_PROBLEM TO WORK ON_
Reproduce all lines of the listing below in which the word "this" occurs.

%%

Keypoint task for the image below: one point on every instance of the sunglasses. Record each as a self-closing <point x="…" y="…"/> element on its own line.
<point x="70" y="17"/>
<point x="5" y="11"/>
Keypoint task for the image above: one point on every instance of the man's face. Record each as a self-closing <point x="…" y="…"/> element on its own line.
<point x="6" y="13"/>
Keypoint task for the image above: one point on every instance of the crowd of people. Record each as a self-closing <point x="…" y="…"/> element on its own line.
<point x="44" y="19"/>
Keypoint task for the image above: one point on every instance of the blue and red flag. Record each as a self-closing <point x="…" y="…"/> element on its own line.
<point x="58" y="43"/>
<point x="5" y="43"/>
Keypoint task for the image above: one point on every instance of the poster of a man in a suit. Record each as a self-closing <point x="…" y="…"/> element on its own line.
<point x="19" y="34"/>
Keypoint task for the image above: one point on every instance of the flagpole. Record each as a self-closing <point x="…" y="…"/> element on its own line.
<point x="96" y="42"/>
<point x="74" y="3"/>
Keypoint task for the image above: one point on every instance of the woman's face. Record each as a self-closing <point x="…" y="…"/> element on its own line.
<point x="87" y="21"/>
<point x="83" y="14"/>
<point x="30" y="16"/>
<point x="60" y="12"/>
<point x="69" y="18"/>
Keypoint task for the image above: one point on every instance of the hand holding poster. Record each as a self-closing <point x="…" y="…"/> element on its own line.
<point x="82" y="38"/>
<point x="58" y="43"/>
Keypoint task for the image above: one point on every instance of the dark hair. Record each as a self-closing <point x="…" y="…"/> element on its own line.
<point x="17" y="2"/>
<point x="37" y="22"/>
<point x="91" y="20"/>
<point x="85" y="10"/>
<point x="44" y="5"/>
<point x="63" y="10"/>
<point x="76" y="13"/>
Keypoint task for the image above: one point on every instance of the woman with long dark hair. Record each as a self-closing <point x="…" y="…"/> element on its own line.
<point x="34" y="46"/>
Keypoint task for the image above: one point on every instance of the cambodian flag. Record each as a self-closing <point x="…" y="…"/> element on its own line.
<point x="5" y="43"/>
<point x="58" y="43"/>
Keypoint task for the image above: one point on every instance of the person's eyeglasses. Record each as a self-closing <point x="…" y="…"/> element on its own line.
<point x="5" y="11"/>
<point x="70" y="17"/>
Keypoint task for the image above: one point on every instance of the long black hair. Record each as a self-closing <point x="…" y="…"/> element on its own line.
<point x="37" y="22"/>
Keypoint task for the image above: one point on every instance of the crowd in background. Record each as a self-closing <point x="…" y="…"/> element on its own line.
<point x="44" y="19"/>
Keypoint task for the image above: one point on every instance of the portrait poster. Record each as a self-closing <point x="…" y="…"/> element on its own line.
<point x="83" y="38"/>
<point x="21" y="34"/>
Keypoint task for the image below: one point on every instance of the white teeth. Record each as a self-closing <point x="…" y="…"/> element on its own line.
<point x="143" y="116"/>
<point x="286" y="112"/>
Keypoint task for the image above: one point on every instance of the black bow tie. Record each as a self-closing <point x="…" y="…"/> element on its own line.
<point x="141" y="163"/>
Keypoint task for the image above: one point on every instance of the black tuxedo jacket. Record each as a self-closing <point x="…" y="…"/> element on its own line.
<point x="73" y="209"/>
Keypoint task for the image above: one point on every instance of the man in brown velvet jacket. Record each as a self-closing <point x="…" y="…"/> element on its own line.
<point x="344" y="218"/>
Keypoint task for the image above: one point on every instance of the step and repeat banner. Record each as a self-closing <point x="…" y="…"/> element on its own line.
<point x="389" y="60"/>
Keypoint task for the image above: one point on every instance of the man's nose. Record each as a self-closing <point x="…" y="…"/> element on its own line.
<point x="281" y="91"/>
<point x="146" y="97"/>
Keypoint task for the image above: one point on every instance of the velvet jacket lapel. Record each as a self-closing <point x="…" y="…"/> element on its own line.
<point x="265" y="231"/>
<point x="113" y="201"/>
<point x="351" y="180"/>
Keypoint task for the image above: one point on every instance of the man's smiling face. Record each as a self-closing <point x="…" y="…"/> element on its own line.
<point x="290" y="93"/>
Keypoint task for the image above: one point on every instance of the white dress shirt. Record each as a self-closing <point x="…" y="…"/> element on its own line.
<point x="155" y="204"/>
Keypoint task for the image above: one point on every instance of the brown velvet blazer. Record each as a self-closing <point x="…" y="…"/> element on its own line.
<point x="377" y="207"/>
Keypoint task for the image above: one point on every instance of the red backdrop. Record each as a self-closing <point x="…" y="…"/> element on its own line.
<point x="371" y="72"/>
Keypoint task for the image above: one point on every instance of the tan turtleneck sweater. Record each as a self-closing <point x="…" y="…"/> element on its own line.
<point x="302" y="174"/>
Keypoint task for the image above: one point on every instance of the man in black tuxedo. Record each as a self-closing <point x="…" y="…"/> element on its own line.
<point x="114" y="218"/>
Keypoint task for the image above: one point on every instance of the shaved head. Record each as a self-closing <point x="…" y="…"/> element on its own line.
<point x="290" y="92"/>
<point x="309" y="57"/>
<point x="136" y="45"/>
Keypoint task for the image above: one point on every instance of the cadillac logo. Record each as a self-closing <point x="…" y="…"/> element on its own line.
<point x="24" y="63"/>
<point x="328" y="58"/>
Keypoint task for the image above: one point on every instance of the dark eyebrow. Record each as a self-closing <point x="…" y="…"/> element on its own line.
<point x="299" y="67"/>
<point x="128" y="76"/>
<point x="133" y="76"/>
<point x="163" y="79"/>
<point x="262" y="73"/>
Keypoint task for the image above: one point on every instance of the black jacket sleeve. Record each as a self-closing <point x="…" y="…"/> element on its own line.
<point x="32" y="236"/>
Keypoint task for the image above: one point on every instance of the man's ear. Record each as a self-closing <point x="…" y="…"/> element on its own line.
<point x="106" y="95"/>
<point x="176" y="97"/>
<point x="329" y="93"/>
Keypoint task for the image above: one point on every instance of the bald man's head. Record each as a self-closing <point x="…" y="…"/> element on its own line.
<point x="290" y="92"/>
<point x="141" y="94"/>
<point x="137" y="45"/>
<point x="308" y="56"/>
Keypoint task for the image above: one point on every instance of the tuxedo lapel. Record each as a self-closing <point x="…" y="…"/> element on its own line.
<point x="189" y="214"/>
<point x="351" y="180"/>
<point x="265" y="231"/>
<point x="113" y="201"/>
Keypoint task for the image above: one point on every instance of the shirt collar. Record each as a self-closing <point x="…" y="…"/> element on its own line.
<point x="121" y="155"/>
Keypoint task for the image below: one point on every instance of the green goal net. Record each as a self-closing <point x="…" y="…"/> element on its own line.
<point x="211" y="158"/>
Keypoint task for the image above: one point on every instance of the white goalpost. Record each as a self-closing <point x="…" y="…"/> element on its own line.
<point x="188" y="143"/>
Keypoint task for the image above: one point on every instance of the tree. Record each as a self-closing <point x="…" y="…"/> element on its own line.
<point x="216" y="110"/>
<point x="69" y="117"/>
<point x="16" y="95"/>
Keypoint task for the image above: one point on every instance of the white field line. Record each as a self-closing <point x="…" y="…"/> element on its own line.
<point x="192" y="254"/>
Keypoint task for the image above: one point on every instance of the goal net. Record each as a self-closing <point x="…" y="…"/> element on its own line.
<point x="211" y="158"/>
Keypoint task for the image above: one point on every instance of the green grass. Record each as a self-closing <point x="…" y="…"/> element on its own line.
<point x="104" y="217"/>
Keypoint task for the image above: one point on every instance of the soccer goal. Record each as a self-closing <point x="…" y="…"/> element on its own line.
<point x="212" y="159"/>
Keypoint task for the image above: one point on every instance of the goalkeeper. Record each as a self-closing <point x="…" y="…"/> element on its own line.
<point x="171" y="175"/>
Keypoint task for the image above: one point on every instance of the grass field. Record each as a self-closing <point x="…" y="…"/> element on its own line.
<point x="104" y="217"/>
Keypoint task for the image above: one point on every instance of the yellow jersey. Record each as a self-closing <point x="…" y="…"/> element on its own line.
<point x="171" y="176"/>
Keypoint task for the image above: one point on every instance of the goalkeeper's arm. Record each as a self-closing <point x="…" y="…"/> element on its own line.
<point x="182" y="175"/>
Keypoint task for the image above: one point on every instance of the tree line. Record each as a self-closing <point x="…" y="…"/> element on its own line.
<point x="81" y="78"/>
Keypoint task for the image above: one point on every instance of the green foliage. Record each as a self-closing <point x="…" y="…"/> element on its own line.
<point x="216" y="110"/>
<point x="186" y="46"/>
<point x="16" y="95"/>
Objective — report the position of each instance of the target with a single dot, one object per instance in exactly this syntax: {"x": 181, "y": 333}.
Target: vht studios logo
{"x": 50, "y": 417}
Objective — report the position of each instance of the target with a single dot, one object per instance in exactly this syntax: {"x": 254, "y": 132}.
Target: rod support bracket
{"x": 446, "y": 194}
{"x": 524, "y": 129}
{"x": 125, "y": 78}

%%

_COMPLETED EXERCISE_
Objective — report the position of each instance of the target with a single dot, one object per instance in exactly this syntax: {"x": 181, "y": 333}.
Objective — report the position of each instance of the target with a single dot, one object per instance in exactly this syntax: {"x": 254, "y": 132}.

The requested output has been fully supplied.